Élections américaines : quelle marge de manœuvre pour Joe Biden ?

Trois questions à Maya Kandel

Élections américaines : quelle marge de manœuvre pour Joe Biden ?
 Maya Kandel
Historienne, chercheuse associée à l’Université Sorbonne Nouvelle Paris 3 (CREW)

Alors que la victoire des Démocrates à l'élection présidentielle américaine est maintenant officielle - quoique toujours contestée par le Président Trump - le Sénat pourrait être à majorité républicaine, ce qui limiterait les marges de manœuvre du Président élu Joe Biden. Cette situation est à l'image d’un peuple américain profondément polarisé, comme l’ont révélé les élections. Maya Kandel, historienne et spécialiste de la politique étrangère américaine, nous livre son analyse des résultats de ce scrutin et de ses implications pour les États-Unis comme pour l’Europe.

Alors qu'il a obtenu 213 grands électeurs et plus de 70 millions de votes, que restera-t-il de Donald Trump ? Du trumpisme ? Quels sont les principaux enseignements du scrutin ?

J’en vois trois principalement : la confirmation du socle électoral du trumpisme, même si Trump a perdu ; la confirmation de la profondeur des divisions du pays ; et la complexité de l’équation politique à venir pour Biden.

:::::

Consigne 1:
Affichez chaque ligne de la liste où figure le mot « Practice ».
Le texte fourni et la liste viennent de sources différentes.

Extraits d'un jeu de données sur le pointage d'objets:
:::::

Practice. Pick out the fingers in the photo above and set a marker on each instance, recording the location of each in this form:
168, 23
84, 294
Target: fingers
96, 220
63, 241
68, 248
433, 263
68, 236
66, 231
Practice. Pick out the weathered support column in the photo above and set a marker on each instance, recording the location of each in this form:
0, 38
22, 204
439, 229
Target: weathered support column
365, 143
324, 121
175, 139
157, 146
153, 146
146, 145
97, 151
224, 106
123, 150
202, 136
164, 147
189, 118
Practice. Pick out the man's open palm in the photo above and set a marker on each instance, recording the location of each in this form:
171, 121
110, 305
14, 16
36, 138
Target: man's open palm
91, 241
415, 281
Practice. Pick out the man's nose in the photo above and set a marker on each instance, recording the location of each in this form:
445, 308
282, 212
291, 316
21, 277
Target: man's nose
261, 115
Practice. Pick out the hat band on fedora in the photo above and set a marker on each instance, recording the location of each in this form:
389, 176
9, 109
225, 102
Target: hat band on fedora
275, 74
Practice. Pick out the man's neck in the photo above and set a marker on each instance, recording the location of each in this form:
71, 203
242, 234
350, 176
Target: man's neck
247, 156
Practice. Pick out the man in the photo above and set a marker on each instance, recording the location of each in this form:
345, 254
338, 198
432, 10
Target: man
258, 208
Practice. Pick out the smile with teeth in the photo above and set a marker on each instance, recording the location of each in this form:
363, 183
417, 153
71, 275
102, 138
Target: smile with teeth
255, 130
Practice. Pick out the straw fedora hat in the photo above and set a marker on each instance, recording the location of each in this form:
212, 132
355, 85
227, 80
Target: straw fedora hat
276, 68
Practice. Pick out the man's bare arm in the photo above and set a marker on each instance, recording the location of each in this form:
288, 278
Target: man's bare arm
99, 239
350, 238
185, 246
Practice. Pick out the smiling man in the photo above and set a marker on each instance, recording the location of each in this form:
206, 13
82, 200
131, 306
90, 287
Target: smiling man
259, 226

:::::

Consigne 2:
D'après le texte fourni, combien de grands électeurs Donald Trump a-t-il obtenus ?

Solution 1:
Practice. Pick out the fingers in the photo above and set a marker on each instance, recording the location of each in this form:
Practice. Pick out the weathered support column in the photo above and set a marker on each instance, recording the location of each in this form:
Practice. Pick out the man's open palm in the photo above and set a marker on each instance, recording the location of each in this form:
Practice. Pick out the man's nose in the photo above and set a marker on each instance, recording the location of each in this form:
Practice. Pick out the hat band on fedora in the photo above and set a marker on each instance, recording the location of each in this form:
Practice. Pick out the man's neck in the photo above and set a marker on each instance, recording the location of each in this form:
Practice. Pick out the man in the photo above and set a marker on each instance, recording the location of each in this form:
Practice. Pick out the smile with teeth in the photo above and set a marker on each instance, recording the location of each in this form:
Practice. Pick out the straw fedora hat in the photo above and set a marker on each instance, recording the location of each in this form:
Practice. Pick out the man's bare arm in the photo above and set a marker on each instance, recording the location of each in this form:
Practice. Pick out the smiling man in the photo above and set a marker on each instance, recording the location of each in this form:

Solution 2:
213 grands électeurs.